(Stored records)
++++

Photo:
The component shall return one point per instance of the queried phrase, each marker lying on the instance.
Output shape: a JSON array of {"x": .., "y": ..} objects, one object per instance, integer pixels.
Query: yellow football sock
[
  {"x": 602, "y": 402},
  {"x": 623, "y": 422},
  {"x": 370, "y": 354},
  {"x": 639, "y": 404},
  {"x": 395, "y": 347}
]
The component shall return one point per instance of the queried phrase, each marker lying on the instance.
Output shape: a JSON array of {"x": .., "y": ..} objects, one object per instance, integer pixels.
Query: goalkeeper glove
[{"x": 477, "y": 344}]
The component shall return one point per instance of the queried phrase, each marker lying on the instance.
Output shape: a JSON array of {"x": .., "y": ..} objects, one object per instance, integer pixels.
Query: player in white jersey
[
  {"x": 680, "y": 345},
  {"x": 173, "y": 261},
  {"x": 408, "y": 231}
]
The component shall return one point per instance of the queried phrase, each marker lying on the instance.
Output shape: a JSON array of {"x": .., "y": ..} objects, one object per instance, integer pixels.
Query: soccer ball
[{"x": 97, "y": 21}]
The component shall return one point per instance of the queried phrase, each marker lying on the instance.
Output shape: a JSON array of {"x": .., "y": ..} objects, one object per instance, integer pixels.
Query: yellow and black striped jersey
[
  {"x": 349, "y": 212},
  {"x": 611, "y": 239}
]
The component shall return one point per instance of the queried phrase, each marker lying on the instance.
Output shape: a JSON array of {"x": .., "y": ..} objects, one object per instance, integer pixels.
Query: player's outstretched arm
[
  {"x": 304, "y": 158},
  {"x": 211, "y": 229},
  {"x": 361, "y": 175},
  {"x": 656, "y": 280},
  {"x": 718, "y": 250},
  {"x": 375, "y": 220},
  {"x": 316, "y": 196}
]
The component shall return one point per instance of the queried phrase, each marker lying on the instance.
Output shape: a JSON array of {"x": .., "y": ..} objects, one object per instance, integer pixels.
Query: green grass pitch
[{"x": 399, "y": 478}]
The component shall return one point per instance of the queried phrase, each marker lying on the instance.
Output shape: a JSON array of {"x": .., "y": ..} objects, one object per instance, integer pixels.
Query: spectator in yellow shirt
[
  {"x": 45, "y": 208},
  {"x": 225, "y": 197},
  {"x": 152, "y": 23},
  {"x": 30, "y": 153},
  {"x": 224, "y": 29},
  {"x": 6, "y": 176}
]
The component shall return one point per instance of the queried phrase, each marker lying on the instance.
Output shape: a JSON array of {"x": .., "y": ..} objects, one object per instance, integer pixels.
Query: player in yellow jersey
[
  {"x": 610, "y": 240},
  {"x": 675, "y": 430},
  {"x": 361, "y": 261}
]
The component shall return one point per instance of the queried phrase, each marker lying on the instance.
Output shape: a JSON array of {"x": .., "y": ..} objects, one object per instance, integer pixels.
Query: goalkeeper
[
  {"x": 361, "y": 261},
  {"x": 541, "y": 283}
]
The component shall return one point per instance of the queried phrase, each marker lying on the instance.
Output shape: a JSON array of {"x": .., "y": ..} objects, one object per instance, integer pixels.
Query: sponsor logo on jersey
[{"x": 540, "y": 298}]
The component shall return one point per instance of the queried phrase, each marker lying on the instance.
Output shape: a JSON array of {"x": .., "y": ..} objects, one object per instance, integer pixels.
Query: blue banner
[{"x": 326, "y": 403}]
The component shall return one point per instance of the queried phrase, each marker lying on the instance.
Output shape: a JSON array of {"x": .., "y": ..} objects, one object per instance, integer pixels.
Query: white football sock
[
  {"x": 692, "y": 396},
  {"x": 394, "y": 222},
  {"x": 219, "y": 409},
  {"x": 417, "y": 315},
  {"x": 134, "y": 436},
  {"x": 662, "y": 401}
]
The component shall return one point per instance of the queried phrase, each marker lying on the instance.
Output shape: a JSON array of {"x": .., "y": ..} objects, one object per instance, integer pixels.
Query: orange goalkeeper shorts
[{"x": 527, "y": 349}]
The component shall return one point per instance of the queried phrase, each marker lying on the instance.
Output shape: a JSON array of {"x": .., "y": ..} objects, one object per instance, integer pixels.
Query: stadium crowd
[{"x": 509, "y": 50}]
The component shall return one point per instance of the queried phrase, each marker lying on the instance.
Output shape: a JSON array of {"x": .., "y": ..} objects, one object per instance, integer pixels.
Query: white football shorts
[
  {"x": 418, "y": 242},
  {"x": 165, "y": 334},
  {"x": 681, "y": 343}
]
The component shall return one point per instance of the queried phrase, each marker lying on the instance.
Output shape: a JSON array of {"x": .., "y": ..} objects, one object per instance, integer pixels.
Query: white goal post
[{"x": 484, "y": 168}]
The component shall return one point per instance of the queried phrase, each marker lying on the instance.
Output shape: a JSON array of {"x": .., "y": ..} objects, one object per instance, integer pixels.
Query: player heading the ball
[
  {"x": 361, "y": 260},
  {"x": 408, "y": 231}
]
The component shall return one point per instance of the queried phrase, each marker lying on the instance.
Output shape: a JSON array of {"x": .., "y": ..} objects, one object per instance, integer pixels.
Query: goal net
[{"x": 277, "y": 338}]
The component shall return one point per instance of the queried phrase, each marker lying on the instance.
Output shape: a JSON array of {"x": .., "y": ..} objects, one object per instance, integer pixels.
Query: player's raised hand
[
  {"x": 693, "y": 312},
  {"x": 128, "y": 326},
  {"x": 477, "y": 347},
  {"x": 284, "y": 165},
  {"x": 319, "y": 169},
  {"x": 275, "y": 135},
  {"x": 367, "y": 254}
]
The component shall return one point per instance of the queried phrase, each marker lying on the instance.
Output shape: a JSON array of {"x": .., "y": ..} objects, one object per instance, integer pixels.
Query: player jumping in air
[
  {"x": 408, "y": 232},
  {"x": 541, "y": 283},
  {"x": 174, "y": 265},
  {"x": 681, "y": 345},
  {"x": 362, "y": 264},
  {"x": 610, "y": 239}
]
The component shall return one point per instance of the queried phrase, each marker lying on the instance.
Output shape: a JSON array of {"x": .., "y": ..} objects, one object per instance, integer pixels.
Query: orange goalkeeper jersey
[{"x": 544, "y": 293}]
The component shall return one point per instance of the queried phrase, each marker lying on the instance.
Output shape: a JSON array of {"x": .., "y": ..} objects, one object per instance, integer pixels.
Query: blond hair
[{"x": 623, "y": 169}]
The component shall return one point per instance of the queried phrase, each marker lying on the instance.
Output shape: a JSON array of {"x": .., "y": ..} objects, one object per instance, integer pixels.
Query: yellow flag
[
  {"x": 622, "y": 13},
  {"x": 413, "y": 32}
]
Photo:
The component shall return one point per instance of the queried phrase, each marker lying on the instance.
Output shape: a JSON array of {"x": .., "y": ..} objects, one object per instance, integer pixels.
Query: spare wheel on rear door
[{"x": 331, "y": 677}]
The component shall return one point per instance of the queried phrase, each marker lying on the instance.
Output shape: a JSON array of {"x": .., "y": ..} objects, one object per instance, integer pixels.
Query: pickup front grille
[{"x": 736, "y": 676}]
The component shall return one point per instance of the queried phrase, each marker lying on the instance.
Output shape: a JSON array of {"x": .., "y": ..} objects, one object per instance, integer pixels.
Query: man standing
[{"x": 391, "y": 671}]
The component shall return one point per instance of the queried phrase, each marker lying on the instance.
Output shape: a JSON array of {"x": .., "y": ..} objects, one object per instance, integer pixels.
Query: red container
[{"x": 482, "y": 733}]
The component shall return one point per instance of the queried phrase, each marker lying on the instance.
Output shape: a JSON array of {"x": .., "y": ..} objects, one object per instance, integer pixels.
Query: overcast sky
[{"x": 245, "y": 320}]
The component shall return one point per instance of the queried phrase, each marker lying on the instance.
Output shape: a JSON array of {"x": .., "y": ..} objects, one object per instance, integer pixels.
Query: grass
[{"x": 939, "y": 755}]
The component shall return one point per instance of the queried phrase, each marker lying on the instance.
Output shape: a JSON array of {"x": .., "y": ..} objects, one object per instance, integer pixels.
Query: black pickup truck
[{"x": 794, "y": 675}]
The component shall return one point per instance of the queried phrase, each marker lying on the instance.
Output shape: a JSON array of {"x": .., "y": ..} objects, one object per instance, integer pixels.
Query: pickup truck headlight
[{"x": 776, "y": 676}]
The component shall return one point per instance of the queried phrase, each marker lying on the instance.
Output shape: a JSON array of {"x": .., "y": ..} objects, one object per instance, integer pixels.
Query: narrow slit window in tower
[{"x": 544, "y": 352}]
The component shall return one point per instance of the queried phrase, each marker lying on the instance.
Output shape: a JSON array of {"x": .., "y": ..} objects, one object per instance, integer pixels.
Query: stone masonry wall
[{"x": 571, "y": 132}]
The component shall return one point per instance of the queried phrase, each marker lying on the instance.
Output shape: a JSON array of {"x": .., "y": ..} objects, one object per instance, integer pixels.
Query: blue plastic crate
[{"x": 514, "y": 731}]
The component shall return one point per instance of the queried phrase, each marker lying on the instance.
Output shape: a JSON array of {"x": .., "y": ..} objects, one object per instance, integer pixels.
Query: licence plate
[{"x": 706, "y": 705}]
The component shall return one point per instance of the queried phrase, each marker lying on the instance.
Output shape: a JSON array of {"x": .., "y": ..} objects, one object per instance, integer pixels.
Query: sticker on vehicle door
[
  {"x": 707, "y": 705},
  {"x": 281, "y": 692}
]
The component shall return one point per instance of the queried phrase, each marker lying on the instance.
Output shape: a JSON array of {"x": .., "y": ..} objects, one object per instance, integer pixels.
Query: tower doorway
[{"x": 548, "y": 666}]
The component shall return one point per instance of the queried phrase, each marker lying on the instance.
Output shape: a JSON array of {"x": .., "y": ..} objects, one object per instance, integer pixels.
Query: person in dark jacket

++++

TASK TO COMPLETE
The lines to set down, exactly and with both ends included, run from the one containing "Query: narrow slit window in tower" to the last line of the data above.

SOLUTION TO THIS TASK
Query: narrow slit window in tower
[{"x": 544, "y": 352}]
The component shall return one point per instance of the queried phrase, each marker lying on the instance.
Output shape: a JSON array of {"x": .., "y": ..} objects, one object per instance, integer pixels.
Query: stone masonry wall
[{"x": 571, "y": 132}]
The component shall return one point per instance of the queried phrase, each marker lying on the instance.
Output shape: a JSON array of {"x": .., "y": ..} objects, one object per instance, integer pixels.
Query: blue plastic crate
[{"x": 514, "y": 731}]
The component shall return one point per instance of the queried phrase, each marker lying on the instance.
Output shape: a JSON array of {"x": .., "y": ..} objects, one object per instance, integer pixels.
Query: licence plate
[{"x": 706, "y": 705}]
The component shall return one point per instance of the queried phrase, each marker lying on the instance.
Output shape: a JSON array of {"x": .., "y": ..} objects, one object per instance, integer pixels.
Query: sticker on vehicle door
[
  {"x": 707, "y": 705},
  {"x": 281, "y": 692}
]
The component shall return one point per instance of the queried phrase, each marker lying on the instance.
Output shape: a JSON array of {"x": .., "y": ..} objects, one object per instance, integer pixels.
Query: tower doorway
[{"x": 548, "y": 666}]
The component shall return one point per instance of the queried phrase, each marker lying on the instance.
Output shape: a JSON array of {"x": .., "y": ..} objects, one object per instance, integer pixels.
Query: person in dark jacket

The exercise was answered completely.